STATED GOAL =
Output the material below unchanged, apart from leaving out the pictures.

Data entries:
________

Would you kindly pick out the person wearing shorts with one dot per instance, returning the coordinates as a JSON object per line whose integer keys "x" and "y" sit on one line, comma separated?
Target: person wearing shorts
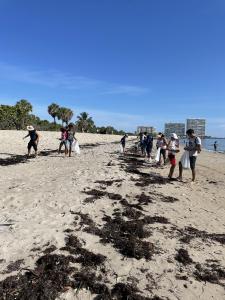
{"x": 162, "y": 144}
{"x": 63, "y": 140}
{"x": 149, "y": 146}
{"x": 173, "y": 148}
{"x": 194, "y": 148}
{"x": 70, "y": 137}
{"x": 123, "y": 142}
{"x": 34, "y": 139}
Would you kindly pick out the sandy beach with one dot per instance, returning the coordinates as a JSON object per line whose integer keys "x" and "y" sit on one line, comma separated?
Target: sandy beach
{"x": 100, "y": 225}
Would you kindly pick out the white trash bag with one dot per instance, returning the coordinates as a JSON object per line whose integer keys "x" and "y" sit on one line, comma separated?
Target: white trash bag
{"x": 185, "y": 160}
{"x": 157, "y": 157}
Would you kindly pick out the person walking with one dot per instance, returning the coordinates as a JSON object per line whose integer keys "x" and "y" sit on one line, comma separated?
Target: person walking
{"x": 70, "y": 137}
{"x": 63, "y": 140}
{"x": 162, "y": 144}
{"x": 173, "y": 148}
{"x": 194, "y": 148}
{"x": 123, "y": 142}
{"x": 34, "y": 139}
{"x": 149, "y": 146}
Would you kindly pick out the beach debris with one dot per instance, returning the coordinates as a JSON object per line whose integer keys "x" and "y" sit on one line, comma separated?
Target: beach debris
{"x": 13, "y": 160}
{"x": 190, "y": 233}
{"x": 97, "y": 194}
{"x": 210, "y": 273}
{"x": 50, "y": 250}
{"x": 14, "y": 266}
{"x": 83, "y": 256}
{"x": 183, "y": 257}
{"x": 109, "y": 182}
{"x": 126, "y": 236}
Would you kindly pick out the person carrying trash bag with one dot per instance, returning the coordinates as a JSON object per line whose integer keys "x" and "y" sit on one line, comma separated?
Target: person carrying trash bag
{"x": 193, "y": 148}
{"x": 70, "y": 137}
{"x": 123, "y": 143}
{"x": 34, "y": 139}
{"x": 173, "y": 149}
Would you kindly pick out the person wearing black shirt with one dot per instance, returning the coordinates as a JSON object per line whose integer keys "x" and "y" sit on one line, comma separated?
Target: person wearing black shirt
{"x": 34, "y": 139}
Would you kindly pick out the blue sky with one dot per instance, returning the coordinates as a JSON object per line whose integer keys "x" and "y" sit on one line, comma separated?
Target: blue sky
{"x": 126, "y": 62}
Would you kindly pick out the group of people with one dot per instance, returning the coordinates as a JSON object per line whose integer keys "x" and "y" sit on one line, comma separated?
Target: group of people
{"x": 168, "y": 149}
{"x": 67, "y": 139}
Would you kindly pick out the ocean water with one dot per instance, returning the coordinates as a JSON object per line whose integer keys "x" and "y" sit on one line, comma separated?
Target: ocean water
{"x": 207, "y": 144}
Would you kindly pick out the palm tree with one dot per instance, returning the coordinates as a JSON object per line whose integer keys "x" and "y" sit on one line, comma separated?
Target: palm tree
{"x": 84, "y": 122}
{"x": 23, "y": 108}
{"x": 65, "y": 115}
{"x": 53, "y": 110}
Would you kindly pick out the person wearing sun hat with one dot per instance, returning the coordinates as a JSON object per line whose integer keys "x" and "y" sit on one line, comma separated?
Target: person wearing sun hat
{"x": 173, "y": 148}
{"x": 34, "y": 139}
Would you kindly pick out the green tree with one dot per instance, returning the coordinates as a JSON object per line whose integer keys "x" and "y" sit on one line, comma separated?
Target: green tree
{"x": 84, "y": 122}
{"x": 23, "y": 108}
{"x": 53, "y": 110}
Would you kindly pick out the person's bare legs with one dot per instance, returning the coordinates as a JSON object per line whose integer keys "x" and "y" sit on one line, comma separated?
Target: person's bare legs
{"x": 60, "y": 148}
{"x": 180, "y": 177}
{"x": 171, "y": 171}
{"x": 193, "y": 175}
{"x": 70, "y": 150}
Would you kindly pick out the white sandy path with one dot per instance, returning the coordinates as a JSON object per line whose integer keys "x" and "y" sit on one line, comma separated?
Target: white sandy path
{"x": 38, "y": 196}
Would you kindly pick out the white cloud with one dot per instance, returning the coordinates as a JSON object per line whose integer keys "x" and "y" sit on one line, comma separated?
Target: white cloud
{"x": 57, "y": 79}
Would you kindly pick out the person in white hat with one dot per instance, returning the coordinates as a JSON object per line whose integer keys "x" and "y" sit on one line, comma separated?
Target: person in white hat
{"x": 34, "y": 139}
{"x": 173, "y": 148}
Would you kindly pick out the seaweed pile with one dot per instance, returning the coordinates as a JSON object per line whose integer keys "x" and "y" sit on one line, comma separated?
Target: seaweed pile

________

PROBLEM SOLUTION =
Would you kindly pick out the person wearing shorts with one dot per instance, returning the coordinates as a JSON object per line whose integer keys "x" and "y" sit on one line, comma separated?
Target: person wearing shorts
{"x": 162, "y": 144}
{"x": 63, "y": 140}
{"x": 149, "y": 146}
{"x": 173, "y": 148}
{"x": 194, "y": 148}
{"x": 70, "y": 137}
{"x": 123, "y": 142}
{"x": 34, "y": 139}
Would you kindly pick out the sandy beach with one dot per instance, returning the coordinates as a JSON object per line whose integer keys "x" and "y" sit on one line, comma separated?
Target: sandy beach
{"x": 100, "y": 225}
Would you kindly pick out the white trash bag with one dot per instance, returning the coordinates as a JSON object per line whose integer keys "x" and "y" sit on one line, comma separated?
Target: white trash bag
{"x": 185, "y": 160}
{"x": 157, "y": 157}
Would you kindly pick out the person walking with one dot per instance, returning the coordinates as a JSON object per line whose integer keys "x" and "y" sit on one line, comma separated?
Target: person walking
{"x": 70, "y": 137}
{"x": 63, "y": 140}
{"x": 162, "y": 144}
{"x": 173, "y": 148}
{"x": 194, "y": 148}
{"x": 123, "y": 142}
{"x": 34, "y": 139}
{"x": 149, "y": 146}
Would you kindly pick out the beach debris with one dot per instance, returning the coordinates as a JSON object per line whose integer keys "x" and "y" sit on one line, comma separated?
Target: beach debris
{"x": 13, "y": 160}
{"x": 190, "y": 233}
{"x": 97, "y": 194}
{"x": 210, "y": 273}
{"x": 50, "y": 250}
{"x": 14, "y": 266}
{"x": 83, "y": 256}
{"x": 183, "y": 257}
{"x": 109, "y": 182}
{"x": 126, "y": 236}
Would you kindly pick out the person carrying trash bag with one dot per instance, returning the coordinates as a JSON object per line whose integer keys "x" and "y" sit on one line, comma separated?
Target: person carrying trash bag
{"x": 193, "y": 148}
{"x": 70, "y": 137}
{"x": 123, "y": 143}
{"x": 34, "y": 139}
{"x": 173, "y": 149}
Would you kindly pick out the person wearing black shirt with one dot per instance, returning the coordinates as a JSON object per line whose integer keys "x" and "y" sit on one line, comma separated?
Target: person wearing black shirt
{"x": 34, "y": 139}
Would you kindly pick out the blue sky with one dot per instance, returning the coordinates as a JSON object per line whose integer keys "x" and "y" sit on one line, comma separated?
Target: blue sky
{"x": 126, "y": 62}
Would you kindly pick out the group of people with one dot per instance, returning the coordinates as a JSON object per line whose integer keys "x" and "y" sit on one line, comma separated?
Target: group of people
{"x": 168, "y": 149}
{"x": 67, "y": 139}
Would you kindly pick out the ocean water with one dot per instance, returning the coordinates as a JSON object per line whose integer keys "x" and "y" sit on one line, comma separated?
Target: ocean water
{"x": 207, "y": 144}
Would you kindly pick out the palm tree with one dot per instance, returning the coordinates as a JSON object per line whose integer keys "x" and "y" sit on one line, comma separated?
Target: palm tree
{"x": 84, "y": 122}
{"x": 23, "y": 108}
{"x": 65, "y": 115}
{"x": 53, "y": 110}
Would you kindly pick out the person wearing sun hat with one dot per instance, returning the coordinates as a JSON object per line whose integer keys "x" and "y" sit on one line, comma separated?
Target: person wearing sun hat
{"x": 173, "y": 148}
{"x": 34, "y": 139}
Would you kindly pick out the green tree with one dot per instance, returning the coordinates as a JSON object per line whose integer keys "x" and "y" sit on one line, comma separated?
Target: green tree
{"x": 84, "y": 122}
{"x": 23, "y": 108}
{"x": 53, "y": 110}
Would you kindly pick out the person's bare legs with one dot per instance, returning the coordinates as a JSON object per line whose integer keys "x" and "y" sit on one line, comma separated?
Target: person's bare legs
{"x": 60, "y": 148}
{"x": 180, "y": 177}
{"x": 171, "y": 171}
{"x": 193, "y": 175}
{"x": 70, "y": 150}
Would you kindly pick out the white sandy path with one dot per instance, returning the coordinates as a JSON object per line whose integer keys "x" and "y" sit on one line, comma separated?
Target: white sandy path
{"x": 38, "y": 196}
Would you kindly pick out the white cloud with one dot per instance, returning the coordinates as a JSON object per line whose integer keys "x" and "y" sit on one line, comma separated?
Target: white cloud
{"x": 57, "y": 79}
Would you kindly pick out the person in white hat with one dot per instance, returning the coordinates as a JSON object per line whose integer keys "x" and "y" sit on one line, comma separated?
Target: person in white hat
{"x": 34, "y": 139}
{"x": 173, "y": 148}
Would you kindly pick out the seaweed pile with one dot per instance, returning the coordinates as a JSON object per line whose integer keys "x" and "y" sit on one line, comma separated?
Target: seaweed pile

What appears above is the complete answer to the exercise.